[Start of section]

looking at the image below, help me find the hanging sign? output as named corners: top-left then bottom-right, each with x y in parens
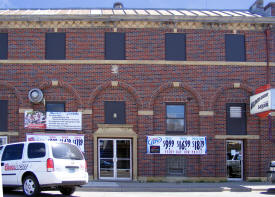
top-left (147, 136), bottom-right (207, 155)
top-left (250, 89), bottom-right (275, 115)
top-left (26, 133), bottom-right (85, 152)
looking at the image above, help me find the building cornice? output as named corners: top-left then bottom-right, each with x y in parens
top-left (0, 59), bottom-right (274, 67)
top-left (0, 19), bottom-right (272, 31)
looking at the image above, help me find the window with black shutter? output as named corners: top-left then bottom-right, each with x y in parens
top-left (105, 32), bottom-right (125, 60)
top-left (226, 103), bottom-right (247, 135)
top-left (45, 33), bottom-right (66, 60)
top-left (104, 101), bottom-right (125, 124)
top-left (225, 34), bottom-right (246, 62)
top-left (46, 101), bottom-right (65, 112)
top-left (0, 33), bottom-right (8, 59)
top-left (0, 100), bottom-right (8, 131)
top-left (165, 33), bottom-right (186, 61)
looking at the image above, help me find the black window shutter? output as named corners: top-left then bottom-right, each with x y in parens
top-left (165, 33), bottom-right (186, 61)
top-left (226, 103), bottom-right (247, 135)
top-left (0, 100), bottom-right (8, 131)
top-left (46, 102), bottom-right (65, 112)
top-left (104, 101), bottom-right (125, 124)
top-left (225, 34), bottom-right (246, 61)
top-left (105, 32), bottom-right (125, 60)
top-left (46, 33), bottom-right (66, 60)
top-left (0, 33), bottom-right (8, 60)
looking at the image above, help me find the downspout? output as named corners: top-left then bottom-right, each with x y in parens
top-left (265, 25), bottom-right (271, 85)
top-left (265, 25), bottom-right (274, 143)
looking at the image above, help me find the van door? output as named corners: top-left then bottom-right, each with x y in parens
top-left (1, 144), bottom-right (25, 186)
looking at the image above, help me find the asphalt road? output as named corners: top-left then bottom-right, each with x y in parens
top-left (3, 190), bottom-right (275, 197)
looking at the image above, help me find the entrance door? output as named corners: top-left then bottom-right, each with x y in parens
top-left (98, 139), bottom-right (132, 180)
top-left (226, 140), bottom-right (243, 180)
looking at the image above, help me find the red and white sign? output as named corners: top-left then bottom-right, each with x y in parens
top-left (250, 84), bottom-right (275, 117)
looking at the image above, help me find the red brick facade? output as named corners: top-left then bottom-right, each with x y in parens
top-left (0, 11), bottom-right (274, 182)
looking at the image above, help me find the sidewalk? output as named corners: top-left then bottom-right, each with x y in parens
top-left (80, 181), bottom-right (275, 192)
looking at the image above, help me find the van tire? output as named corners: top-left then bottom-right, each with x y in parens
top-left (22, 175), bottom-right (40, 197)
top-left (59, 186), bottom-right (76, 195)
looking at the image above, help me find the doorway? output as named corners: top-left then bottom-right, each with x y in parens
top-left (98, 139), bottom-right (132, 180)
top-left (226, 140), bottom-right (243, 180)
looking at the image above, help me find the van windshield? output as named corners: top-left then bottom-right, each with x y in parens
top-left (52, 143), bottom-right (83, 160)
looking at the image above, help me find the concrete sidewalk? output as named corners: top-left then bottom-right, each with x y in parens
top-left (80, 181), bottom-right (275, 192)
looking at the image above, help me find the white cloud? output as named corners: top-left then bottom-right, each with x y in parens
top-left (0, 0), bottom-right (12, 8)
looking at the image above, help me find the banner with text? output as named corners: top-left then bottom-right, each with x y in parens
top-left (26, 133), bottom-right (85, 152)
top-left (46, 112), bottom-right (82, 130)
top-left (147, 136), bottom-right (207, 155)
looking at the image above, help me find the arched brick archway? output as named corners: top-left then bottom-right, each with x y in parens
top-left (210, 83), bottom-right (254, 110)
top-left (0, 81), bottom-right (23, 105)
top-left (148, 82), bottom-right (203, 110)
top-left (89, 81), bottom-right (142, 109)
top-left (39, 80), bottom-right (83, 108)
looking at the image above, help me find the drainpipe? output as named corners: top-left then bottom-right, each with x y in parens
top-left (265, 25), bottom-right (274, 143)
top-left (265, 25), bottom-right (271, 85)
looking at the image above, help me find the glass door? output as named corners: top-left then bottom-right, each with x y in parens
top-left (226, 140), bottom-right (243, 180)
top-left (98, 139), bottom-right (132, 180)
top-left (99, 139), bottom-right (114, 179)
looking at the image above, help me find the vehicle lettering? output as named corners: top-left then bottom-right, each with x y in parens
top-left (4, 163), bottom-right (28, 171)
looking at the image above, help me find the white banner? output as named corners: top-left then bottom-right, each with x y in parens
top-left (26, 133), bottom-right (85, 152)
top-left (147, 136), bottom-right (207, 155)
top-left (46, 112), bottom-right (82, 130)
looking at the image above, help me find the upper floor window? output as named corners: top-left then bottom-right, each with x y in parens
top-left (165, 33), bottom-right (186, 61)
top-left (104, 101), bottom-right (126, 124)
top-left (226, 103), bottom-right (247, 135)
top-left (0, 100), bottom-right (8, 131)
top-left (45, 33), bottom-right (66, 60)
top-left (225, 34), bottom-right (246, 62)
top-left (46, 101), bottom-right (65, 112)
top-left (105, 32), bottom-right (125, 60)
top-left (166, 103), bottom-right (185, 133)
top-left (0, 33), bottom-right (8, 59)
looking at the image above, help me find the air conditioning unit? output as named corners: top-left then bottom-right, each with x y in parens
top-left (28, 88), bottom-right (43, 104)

[End of section]
[Start of section]

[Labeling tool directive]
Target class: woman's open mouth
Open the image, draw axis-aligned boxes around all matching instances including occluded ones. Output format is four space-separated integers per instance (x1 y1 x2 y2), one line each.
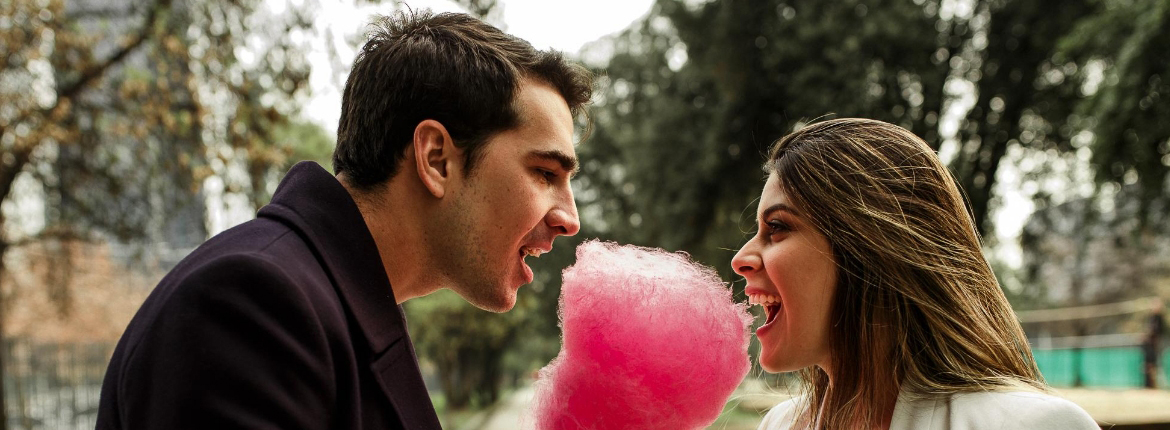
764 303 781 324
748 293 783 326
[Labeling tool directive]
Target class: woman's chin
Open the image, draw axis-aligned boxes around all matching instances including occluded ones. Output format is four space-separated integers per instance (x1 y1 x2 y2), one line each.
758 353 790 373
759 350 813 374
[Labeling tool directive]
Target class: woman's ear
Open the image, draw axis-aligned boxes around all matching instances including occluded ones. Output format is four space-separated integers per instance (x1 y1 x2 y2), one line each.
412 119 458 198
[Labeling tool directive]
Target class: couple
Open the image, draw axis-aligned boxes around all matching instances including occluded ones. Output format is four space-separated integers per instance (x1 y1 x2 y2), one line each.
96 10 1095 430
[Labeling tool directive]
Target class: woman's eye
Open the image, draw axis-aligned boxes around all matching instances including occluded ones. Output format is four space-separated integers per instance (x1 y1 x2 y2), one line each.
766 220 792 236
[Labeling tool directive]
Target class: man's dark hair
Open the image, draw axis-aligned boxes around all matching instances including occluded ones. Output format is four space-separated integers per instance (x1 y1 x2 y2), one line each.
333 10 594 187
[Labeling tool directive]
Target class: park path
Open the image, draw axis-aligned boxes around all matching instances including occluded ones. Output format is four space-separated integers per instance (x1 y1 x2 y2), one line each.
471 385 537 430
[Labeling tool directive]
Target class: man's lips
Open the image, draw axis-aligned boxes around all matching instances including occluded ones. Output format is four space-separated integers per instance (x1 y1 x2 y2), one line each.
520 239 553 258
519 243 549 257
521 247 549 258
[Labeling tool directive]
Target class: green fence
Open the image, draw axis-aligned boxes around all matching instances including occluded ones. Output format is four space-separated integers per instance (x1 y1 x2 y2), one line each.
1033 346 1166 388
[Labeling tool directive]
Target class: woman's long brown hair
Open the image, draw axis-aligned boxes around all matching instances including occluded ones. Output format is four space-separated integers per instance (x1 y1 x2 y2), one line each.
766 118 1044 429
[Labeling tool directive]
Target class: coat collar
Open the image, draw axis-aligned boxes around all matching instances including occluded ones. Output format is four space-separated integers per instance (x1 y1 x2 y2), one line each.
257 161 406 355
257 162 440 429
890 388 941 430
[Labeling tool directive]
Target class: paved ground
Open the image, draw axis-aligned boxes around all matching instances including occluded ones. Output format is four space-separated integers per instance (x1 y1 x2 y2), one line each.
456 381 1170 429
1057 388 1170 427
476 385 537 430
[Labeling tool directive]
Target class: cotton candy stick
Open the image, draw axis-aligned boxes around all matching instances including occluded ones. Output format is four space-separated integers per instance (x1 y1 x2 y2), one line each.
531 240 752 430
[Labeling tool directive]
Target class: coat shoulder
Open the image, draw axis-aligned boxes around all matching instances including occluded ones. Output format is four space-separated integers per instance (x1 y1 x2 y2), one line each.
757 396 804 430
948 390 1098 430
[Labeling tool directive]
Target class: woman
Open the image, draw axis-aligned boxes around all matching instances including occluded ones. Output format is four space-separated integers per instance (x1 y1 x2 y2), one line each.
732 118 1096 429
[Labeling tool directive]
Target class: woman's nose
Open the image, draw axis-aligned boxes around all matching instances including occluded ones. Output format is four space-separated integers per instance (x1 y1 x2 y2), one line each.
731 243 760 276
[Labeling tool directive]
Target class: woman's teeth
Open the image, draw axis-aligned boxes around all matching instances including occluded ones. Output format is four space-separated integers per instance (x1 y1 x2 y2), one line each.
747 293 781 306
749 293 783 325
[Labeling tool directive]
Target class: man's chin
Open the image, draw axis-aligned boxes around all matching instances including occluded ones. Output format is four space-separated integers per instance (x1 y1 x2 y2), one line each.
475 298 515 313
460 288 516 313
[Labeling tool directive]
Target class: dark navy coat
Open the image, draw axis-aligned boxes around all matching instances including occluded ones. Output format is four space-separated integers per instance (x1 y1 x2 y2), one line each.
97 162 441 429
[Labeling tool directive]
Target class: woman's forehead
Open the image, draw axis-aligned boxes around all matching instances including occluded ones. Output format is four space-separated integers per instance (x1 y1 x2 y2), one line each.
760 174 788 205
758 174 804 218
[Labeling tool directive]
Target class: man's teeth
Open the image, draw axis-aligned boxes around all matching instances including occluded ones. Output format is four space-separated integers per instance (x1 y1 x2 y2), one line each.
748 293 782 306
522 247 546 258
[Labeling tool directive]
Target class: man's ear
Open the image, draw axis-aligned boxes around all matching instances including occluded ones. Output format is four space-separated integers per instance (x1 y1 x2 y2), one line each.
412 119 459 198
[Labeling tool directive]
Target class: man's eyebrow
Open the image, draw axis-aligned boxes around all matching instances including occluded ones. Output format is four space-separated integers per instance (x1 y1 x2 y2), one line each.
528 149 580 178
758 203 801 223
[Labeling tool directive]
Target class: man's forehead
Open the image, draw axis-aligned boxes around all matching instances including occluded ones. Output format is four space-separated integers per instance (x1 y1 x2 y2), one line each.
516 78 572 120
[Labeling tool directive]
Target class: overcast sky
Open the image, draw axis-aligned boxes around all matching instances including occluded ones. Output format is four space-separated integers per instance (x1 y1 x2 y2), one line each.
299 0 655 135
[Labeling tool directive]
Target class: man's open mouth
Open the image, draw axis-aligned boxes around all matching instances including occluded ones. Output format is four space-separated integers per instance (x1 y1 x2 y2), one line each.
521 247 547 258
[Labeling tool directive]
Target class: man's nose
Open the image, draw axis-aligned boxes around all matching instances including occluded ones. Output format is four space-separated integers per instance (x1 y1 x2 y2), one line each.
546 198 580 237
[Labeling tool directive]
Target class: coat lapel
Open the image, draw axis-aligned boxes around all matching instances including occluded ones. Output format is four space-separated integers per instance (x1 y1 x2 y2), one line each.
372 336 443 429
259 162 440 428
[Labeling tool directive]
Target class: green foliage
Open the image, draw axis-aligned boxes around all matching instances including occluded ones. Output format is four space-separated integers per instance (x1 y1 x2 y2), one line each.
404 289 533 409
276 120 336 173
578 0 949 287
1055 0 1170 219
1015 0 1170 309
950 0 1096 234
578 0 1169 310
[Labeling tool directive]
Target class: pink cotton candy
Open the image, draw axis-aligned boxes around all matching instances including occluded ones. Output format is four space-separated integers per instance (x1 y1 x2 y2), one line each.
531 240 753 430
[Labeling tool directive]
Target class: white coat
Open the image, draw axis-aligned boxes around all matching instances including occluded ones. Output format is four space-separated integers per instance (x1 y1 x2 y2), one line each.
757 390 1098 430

[End of section]
[Start of section]

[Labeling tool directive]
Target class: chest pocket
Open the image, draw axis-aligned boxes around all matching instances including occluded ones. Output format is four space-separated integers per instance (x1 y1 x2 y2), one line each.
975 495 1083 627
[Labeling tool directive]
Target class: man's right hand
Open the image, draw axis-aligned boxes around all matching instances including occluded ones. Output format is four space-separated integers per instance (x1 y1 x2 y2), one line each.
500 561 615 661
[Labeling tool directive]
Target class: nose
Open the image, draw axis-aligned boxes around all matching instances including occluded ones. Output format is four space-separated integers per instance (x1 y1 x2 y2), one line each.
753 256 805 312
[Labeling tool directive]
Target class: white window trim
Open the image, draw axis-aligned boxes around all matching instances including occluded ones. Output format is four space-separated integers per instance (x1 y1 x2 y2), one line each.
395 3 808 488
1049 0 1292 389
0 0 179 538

[End of section]

Work instruction ->
Which lines above include the word "nose"? Show each one.

Exercise result ->
Target class: woman's nose
Target class: man's nose
Target class: nose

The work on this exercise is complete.